INSTRUCTIONS
1: In the fundus autofluorescence text, what is the most abundant ocular fluorophore in the retina?
2: List the eye structures named in the fundus autofluorescence text's sentence beginning "There are several structures of the eye that have fluorophores."
3: Extend the fundus autofluorescence text, starting after its last sentence.

By exposing the natural fluorophores of the retina to blue or green light, FAF will cause an autofluorescence response that will appear as hyperfluorescence (an increased signal) or hypofluorescence (a decreased signal). This noninvasive imaging method does not require an injection of a dye to take advantage of the autofluorescent qualities of ocular fluorophores to detect early changes and monitor for progression of retinal diseases.1

Retinal Fluorescence 

Fluorophores are compounds that absorb light at a certain wavelength and release light in an excited state to become autofluorescent.1 There are several structures of the eye that have fluorophores, including the cornea, lens and retina; however, primarily what will be discussed in this article are those located in the RPE. 

The most abundant ocular fluorophore in the retina is lipofuscin. It possesses a mixture of autofluorescent properties that are waste products capable of absorbing blue light at an excitation wavelength of 470nm.1 These waste products are bisretinoid compounds formed in the outer segments of the photoreceptor as byproducts of the visual cycle. They are then deposited in the RPE to be broken down.1 However, in the presence of RPE dysfunction, from conditions such as Stargardt’s disease or age-related macular degeneration (AMD), lipofuscin will accumulate and act as a marker for metabolic activity, providing an early indication for inherited retinal diseases or degeneration of the retina. 

FAF dramatically reveals clinical evidence of central serious chorioretinopathy in this case.

FAF dramatically reveals clinical evidence of central serious chorioretinopathy in this case. Photos: Anna Bedwell, OD, and Brad Sutton, OD. Click image to enlarge.

ENTRIES SHOWN
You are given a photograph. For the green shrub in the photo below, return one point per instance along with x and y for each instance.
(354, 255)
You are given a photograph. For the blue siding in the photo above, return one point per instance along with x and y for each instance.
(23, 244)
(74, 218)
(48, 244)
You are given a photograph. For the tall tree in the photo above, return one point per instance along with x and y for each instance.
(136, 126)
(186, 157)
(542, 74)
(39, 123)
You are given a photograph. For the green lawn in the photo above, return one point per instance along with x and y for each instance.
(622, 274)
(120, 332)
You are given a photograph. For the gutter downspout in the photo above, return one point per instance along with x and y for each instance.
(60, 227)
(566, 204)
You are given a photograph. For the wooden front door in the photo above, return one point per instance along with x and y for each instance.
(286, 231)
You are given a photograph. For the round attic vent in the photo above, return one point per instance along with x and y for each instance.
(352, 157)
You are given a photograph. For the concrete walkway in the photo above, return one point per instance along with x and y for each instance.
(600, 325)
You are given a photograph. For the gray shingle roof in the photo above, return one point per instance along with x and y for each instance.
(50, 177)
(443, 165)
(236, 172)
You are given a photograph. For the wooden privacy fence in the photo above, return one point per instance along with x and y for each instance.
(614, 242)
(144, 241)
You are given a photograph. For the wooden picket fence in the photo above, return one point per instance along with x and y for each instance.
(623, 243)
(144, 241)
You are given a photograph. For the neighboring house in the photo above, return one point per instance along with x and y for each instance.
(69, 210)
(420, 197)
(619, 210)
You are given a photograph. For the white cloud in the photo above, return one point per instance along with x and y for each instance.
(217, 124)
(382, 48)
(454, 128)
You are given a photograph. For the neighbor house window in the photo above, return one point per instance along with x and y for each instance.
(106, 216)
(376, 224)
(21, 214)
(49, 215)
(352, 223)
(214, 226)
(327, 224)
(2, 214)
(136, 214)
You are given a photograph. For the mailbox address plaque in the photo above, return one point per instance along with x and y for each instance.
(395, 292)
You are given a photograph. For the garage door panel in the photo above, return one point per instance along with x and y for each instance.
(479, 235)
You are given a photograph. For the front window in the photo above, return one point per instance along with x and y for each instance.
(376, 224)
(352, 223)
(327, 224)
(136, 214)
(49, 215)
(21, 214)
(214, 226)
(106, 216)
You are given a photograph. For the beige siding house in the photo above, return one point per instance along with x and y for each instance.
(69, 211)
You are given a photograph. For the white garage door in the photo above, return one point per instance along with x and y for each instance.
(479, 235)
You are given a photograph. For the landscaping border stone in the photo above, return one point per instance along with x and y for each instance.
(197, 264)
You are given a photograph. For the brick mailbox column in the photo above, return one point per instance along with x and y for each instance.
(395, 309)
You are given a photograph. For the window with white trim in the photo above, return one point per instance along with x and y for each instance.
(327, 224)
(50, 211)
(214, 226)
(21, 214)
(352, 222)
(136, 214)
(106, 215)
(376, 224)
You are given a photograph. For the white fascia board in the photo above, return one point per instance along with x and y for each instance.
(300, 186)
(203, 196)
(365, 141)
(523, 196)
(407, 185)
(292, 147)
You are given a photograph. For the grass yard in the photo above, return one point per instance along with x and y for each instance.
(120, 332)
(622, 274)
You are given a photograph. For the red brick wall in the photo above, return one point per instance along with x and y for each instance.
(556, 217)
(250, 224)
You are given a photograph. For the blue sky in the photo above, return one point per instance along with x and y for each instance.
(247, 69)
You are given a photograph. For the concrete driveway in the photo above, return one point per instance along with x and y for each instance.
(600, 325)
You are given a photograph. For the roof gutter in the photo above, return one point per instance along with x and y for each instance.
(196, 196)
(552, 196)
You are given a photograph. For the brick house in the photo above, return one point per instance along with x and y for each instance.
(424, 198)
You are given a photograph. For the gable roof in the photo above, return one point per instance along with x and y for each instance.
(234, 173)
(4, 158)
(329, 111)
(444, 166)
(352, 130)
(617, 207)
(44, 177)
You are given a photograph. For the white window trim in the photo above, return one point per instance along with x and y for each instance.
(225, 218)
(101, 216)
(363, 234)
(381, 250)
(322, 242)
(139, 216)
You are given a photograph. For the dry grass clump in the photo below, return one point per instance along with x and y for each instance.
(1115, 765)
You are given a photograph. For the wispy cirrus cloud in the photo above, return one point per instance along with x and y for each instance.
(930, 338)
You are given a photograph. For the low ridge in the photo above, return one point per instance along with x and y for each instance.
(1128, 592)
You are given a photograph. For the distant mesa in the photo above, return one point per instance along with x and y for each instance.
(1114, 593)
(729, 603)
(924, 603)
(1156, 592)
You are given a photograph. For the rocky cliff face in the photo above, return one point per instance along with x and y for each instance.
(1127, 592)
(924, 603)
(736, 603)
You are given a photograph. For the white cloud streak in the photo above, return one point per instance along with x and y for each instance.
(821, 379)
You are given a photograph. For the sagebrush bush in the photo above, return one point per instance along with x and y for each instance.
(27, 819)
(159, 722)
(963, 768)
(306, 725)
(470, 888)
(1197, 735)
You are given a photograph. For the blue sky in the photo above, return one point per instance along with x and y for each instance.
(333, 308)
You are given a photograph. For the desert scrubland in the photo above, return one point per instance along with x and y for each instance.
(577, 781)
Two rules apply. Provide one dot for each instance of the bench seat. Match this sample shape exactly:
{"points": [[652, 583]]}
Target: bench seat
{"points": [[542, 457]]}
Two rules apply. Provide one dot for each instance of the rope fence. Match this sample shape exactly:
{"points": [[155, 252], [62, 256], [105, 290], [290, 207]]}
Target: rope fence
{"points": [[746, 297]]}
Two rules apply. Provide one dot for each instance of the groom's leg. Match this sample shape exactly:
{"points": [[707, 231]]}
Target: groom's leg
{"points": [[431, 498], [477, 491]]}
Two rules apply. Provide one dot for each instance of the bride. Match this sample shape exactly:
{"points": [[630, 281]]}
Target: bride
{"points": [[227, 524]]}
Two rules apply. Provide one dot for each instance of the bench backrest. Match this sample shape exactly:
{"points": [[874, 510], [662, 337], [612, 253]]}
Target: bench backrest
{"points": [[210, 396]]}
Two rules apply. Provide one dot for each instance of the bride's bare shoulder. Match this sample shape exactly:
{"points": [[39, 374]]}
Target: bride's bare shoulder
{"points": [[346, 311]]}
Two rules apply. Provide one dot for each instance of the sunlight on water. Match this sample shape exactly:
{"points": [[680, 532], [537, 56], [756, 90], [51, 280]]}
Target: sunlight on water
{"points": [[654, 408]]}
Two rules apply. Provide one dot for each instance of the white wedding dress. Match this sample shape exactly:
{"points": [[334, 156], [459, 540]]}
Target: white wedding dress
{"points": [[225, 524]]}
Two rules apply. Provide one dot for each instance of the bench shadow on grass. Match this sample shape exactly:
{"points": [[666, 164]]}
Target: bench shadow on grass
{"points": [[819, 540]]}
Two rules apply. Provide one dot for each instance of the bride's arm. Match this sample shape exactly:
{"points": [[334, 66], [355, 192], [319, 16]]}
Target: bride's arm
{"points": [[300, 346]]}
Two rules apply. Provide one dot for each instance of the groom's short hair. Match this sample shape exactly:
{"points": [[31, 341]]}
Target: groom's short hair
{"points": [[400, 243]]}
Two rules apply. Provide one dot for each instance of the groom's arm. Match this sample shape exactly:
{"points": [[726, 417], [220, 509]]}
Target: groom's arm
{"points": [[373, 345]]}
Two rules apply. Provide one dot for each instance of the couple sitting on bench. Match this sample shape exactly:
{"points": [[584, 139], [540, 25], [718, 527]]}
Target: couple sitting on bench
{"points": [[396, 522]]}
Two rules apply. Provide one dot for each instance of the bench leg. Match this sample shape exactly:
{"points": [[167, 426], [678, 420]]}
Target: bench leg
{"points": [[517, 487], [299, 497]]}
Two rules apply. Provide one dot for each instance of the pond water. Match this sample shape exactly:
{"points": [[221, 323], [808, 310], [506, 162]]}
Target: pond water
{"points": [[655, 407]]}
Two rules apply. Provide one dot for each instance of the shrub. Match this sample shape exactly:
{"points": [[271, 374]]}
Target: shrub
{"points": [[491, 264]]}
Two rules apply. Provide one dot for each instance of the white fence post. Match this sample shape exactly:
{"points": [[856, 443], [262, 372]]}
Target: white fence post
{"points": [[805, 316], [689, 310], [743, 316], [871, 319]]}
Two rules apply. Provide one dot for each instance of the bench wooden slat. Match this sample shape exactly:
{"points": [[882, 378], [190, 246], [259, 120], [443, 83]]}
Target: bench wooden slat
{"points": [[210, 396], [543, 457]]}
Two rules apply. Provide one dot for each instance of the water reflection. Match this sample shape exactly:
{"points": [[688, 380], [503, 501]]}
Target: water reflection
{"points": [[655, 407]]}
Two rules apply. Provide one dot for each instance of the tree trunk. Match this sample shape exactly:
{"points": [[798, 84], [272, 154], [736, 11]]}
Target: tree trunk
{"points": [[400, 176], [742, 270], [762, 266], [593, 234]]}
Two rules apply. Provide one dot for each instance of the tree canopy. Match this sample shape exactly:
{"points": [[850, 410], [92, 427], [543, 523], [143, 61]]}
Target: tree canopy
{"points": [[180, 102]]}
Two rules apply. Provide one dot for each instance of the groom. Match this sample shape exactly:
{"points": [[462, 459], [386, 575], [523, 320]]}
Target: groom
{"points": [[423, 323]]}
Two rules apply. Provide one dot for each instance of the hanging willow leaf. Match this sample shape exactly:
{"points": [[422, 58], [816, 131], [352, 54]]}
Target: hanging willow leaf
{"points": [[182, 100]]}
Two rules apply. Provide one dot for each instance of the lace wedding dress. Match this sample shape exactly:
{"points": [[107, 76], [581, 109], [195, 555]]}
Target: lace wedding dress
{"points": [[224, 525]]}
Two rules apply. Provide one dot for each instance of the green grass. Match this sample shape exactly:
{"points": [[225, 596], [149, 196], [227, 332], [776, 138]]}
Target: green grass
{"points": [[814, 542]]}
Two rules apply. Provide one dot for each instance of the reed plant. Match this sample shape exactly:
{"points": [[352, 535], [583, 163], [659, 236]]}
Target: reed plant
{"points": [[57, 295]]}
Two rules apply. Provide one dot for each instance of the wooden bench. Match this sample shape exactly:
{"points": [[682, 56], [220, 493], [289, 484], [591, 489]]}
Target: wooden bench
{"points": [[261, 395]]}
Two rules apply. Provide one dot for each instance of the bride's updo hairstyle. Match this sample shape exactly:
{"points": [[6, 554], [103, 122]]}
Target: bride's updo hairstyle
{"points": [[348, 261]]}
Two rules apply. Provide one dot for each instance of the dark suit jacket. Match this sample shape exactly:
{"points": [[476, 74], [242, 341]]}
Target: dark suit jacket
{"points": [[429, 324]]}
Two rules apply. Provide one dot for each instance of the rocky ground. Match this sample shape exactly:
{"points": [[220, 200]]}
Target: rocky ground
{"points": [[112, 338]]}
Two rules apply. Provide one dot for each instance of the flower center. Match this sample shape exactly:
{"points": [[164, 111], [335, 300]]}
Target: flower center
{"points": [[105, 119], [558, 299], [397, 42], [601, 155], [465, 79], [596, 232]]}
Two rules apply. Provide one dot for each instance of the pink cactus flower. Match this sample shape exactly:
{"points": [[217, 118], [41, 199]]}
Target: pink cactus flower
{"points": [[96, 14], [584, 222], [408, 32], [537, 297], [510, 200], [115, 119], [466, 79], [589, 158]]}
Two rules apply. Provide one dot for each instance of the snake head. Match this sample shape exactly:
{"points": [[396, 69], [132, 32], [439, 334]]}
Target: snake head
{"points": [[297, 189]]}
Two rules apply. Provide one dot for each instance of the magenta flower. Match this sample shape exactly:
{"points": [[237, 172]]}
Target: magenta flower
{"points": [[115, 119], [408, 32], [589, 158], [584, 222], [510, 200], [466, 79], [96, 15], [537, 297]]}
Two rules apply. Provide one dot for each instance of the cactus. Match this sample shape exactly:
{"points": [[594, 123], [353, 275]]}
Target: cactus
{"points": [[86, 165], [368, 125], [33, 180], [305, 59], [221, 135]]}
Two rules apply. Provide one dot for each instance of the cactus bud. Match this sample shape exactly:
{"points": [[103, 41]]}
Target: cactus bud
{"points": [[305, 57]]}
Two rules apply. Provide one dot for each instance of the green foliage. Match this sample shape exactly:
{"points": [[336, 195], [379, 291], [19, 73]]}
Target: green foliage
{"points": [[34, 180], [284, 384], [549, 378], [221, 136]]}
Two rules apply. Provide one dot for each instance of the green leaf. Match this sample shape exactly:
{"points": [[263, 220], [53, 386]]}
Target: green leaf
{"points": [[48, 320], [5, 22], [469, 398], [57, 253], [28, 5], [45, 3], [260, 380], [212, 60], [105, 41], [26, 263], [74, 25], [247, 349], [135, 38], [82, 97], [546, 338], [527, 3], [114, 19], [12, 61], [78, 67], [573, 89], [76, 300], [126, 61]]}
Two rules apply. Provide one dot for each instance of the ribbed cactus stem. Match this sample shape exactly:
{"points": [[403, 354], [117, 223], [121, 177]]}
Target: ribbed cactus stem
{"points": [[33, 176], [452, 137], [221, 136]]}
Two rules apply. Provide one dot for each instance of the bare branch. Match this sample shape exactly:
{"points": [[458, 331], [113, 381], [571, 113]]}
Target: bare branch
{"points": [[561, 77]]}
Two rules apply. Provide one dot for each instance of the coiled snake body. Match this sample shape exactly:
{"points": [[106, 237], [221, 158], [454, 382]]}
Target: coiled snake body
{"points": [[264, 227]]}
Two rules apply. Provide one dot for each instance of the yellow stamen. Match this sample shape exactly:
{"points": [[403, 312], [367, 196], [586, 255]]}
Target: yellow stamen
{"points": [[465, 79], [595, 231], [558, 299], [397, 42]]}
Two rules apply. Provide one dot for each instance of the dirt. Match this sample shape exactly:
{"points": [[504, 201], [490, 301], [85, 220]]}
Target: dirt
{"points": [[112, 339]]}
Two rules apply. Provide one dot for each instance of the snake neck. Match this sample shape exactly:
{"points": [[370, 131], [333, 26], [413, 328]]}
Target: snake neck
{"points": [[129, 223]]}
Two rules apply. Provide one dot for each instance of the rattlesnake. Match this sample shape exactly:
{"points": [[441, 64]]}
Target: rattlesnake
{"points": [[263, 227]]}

EXERCISE RESPONSES
1: Lipofuscin

2: Cornea, lens, retina

3:
Melanin is another ocular fluorophore in the RPE that protects the retina from light-induced damage such as ultraviolet radiation.1 The compound also acts as an antioxidant to protect against free radicals, photo-oxidation and even lipofuscin accumulation. Unlike lipofuscin, melanin has a higher peak of excitation at a longer wavelength of 787nm, so it absorbs the shorter wavelengths of blue (488nm) and green (514nm) light used by FAF and decreases the autofluorescent signal. 

Imaging Modalities

Confocal scanning laser ophthalmoscopy (cSLO) uses a system of mirrors to focus a low-powered laser beam to map the retina in a raster-like pattern.1 It uses blue light excitation at a wavelength of 488nm. This generates autofluorescence while at the same time eliminates interference from scattered light due to other ocular structures like the crystalline lens, through confocal optics.1 What’s more, cSLO can capture multiple images and average the quality in real-time to produce high-contrast and high-resolution images. Challenges with using cSLO include a lack of ability to take color photos and the inability to perform testing after fluorescein angiography (FA) since both cSLO and FA use similar excitation wavelengths of 488nm. 

A normal FAF using blue light.

A normal FAF using blue light. Click image to enlarge.

Fundus photography is one of the most common imaging modalities due to its simple functionality and cost-effectiveness when compared with other diagnostic devices. The camera uses a single flash of light to capture color photos and autofluorescence through using both blue and green light at an excitation wavelength between 488nm and 585nm, depending on the imaging system and if a red-shifted wavelength filter is used.1 With additional red-shifted wavelength filters, fundus photography can avoid scattered light from crystalline lenses and decrease the absorption of the signal by the natural macular pigments.1 Other advantages of fundus photography include better visualization of exudative retinal diseases, color imaging, enhanced comfort for the patient during testing and that it can still be performed before or after FA.1 Disadvantages of this option include poor image quality if there is interference from media opacities without a red wavelength and a higher chance of pseudo-autofluorescence.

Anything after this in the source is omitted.